LEIA MAIS: Por que a ‘supercana’ de Eike Batista não para em pé
Mas o grosso, 80%, vem mesmo do lixo comum depositado nos aterros. É o que os técnicos do setor chamam de RSUs (resíduos sólidos urbanos).
E o potencial é razoável. Como os aterros ficam próximos das cidades, também estão perto dos clientes finais. Já o gás natural fóssil é um pesadelo logístico – ele vem de plataformas do pré-sal, a centenas de quilômetros da costa; isso quando não chega importado da Bolívia, via gasoduto, ou dos Estados Unidos, embarcado em navios na forma de GNL (gás natural liquefeito).
Mesmo assim, a produção de biometano ainda é pequena. Mas deve passar por um boom a partir deste ano. Por conta de um incentivo regulatório. Vamos a ele.
Uma cota obrigatória
Estamos falando da “Lei do Combustível do Futuro” (nº 14.993/2024), sancionada em outubro do ano passado. Ela determina o seguinte: a partir de janeiro de 2026, todos os distribuidores terão de incluir pelo menos 1% de biometano misturado ao gás fóssil que vendem. Em 2027, 2%, em 2028, 3%… Até chegar a 10% em 2035.
A ideia é diminuir as emissões de gases-estufa. O gás que os aterros emitem não é metano puro, mas uma versão misturada com dióxido de carbono, chamada biogás. A fabricação de biometano, então, consiste em pegar o biogás e separar dele o dióxido de carbono.
O biogás acabaria na atmosfera de um jeito ou de outro. Mas se você converte ele em metano, a demanda pela versão fóssil do gás diminui. Você desenterra menos gás fóssil. E a conta geral de gases-estufa diminui.
Faz diferença para a atmosfera, e para o ambiente de negócios também. A Comgás, por exemplo, distribui 14 milhões de m³/dia. 1% disso dá 142 mil m³/d.
Já é o dobro do que a empresa distribui hoje em biometano: 71 mil m³/d, naquele projeto de Piracicaba que injeta biometano de vinhaça no sistema.
Só que a Comgás já tem um acordo para alcançar sua cota de 2026, com sobras. É um com a Orizon, uma companhia que opera 17 aterros sanitários em 12 estados, e é responsável pelo tratamento de 11% do lixo coletado no país (e 20% daquilo que é destinado para aterros, em vez de lixões).
Duas novas usinas
Hoje, a Orizon produz 100 mil m³/d de biometano, a partir de um de seus aterros, o de Paulínia (SP). O gás vai todo para uma termelétrica da cidade.
Agora eles estão terminando uma nova usina de biometano lá, capaz de fabricar 210 mil m³/d e que deve entrar em operação no segundo semestre. Ela custou R$ 450 milhões e foi feita em parceria com a Edge, do grupo Cosan. A Edge é uma trader de energia – faz a intermediação entre produtores e distribuidoras.

* * * * * * *

__TAREFAS A CUMPRIR__.
1. Segundo o texto sobre biometano, de quais origens vem o gás natural fóssil?
2. Como o texto sobre biometano prosseguiria a partir do ponto em que termina?

__MATERIAL FORNECIDO__.
* * * * * * *

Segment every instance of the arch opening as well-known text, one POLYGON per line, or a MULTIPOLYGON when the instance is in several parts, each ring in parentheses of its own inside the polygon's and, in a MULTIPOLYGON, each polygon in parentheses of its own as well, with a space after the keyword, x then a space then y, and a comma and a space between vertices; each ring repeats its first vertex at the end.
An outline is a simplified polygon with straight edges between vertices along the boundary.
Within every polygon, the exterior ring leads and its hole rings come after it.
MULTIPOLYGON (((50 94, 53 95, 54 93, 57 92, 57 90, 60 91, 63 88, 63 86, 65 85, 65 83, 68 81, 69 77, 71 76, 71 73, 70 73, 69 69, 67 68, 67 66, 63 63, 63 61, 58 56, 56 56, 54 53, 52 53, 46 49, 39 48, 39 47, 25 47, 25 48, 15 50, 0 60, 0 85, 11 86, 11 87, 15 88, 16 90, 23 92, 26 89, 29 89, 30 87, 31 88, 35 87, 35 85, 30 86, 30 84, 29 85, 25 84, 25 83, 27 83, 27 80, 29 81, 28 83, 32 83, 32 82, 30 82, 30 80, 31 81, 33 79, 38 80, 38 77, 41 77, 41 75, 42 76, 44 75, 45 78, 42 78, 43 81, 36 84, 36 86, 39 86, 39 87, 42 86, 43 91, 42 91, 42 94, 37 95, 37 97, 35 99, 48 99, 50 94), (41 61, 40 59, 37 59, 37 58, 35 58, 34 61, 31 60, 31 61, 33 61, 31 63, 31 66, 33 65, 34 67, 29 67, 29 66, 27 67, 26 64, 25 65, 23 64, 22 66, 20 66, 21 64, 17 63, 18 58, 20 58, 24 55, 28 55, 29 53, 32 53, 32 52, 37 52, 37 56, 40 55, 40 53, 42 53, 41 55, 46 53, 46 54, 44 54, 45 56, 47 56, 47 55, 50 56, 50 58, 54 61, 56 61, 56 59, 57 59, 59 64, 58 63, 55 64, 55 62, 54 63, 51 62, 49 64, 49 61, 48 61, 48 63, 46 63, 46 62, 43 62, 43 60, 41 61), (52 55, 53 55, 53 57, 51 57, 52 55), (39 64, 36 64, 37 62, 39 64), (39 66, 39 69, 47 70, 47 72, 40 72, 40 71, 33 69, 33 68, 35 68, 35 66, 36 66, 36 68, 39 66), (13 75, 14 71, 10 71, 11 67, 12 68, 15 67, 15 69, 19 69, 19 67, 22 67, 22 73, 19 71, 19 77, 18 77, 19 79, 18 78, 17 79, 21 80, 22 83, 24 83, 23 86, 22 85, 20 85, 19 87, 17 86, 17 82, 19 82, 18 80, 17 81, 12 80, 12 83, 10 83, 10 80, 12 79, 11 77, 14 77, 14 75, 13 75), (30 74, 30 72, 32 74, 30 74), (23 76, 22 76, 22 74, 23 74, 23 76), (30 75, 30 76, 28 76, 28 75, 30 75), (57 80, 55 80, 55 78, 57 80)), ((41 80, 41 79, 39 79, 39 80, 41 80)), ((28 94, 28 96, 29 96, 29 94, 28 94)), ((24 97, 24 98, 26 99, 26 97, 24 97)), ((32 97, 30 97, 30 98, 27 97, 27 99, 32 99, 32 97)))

* * * * * * *

__RESPOSTAS DO EXERCÍCIO__.
1.
- De plataformas do pré-sal, a centenas de quilômetros da costa
- Importado da Bolívia, via gasoduto
- Dos Estados Unidos, embarcado em navios na forma de GNL (gás natural liquefeito)

2.
Nesse caso, a ligação é entre a Orizon e a Comgás, que também faz parte da Cosan. A distribuidora vai injetar o biometano na rede que supre a região de Campinas.
E essa abrangência deve aumentar. A Comgás lançou em abril uma “chamada pública” em busca de mais fornecedores, para garantir o cumprimento de sua cota para os próximos anos. É basicamente um anúncio de “compro biometano, quem quer vender?”. Aí a distribuidora analisa as melhores propostas.
A Orizon também tem mais planos. Ainda em 2025 estreia mais uma planta de biometano, desta vez em Jaboatão dos Guararapes (PE). Essa terá capacidade para 110 mil m³/d e vai alimentar a região metropolitana do Recife.
Com as duas novas usinas em operação, a produção de biometano da Orizon vai saltar de 100 m³/d para 420 mil m³/d. Mas ainda é pouco perto do que dá para fazer.
“A gente recebe 9 milhões de toneladas de lixo por ano. Isso significa que eu poderia produzir 1,1 milhão de metros cúbicos de biometano por dia”, diz Milton Pilão, CEO da Orizon.
Com a demanda alimentada pela lei nova, a ideia é seguir instalando usinas de biometano nos aterros nos próximos anos, até chegar aos 1,1 milhão de m³/d.
Somando todos os aterros do país, são 43 toneladas de lixo por ano. Caso todos passem a produzir biometano, então, teríamos 4,8 milhões de m³/d.
Por outro lado, isso deixa claro que o biometano feito de lixo não tem como suprir toda a demanda por gás natural. Para isso, seria necessário ampliar a produção que vem da vinhaça, dos restos de cana.
O potencial para valer
Colocando os resíduos do agro na conta, o potencial é absurdo: 120 milhões de m³/d, o bastante para tornar o país um exportador de biometano.
Mas aí você precisaria combinar com os russos. O biogás da vinhaça já serve para mover pequenas termelétricas das fazendas, adaptadas para operar com ele. Nem sempre faria sentido abrir mão desse combustível barato e produzir biometano para o mercado de gás natural. Menos ainda nas fazendas que estão longe do grid de gás canalizado. Elas não teriam para quem vender.
Mas, mesmo que a produção não chegue 120 milhões de m³/d, é factível que ela cresça o bastante para substituir as importações de gás natural. Dos 60 milhões de m³/d em gás fóssil que foram distribuídos em 2024, 13 milhões vieram da Bolívia e 5,1 milhões dos Estados Unidos, na forma de GNL.
Só o potencial do lixo urbano já cobre a cota do GNL. E um crescimento robusto na fração de biometano que vem do agro poderia substituir um dia a parte que chega via gasoduto Brasil-Bolívia.
Nada disso vai acontecer da noite para o dia, porque o biometano tem um problema: o preço.
O gás fóssil custa entre US$ 10 e US$ 12 o BTU. O biometano, entre US$ 14 e US$ 15, de acordo com o Centro Brasileiro de Infraestrutura (CBIE). Em tempo: “BTU” é uma unidade de medida de calor; em metano, dá o equivalente a 27 metros cúbicos.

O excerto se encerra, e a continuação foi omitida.